**What you are asked to do**
Using the entries below, show all lines with the string "stem".

-- Opening Marker --

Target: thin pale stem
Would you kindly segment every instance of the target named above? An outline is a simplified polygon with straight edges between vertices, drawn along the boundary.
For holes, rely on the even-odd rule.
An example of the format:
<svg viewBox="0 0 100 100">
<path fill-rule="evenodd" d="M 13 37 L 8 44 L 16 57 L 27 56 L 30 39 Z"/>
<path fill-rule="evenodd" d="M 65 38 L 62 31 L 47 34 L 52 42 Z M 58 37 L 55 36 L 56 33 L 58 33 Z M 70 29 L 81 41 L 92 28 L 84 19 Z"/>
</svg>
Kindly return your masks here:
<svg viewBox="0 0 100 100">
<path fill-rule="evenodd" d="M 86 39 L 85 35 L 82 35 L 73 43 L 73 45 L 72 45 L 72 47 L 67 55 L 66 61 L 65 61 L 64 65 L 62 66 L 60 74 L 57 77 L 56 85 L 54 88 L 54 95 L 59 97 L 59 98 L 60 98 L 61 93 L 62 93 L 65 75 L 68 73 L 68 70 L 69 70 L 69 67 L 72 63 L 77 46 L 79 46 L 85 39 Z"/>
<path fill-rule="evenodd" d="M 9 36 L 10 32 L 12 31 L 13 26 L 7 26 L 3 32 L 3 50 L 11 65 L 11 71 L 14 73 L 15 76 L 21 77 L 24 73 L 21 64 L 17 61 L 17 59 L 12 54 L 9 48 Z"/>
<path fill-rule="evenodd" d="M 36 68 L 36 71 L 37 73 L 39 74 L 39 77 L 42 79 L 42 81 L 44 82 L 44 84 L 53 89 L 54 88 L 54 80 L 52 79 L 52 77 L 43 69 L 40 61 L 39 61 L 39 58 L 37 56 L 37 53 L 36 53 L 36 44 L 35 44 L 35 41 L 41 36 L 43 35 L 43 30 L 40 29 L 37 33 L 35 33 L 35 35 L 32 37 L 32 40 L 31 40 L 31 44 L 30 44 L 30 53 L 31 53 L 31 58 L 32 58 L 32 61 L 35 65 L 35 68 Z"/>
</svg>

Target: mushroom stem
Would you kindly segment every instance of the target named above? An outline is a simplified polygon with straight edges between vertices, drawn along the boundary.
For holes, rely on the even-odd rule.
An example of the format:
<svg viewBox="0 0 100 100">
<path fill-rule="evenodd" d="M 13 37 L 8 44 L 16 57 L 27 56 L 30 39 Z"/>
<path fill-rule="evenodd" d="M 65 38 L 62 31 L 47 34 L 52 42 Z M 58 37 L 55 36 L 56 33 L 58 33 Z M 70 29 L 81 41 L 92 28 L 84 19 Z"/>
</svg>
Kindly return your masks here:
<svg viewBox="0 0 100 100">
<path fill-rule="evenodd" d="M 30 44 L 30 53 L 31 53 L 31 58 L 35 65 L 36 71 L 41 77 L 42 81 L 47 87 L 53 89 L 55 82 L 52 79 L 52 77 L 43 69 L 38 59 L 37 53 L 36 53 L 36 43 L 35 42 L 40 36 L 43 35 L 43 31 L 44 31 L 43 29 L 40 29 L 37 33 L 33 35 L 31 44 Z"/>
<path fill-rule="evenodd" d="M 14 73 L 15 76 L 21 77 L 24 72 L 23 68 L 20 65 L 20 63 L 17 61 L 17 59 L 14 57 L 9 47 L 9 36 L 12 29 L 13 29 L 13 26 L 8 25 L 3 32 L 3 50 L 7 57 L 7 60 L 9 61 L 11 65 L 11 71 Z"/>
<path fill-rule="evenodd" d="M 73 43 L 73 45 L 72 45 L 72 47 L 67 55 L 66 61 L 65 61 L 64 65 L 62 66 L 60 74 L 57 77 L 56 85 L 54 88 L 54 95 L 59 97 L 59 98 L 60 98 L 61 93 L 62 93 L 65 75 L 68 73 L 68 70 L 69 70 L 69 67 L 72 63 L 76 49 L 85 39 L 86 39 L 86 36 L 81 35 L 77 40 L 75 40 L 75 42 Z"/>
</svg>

-- Closing Marker --

**Solution to this problem**
Target: thin pale stem
Target: mushroom stem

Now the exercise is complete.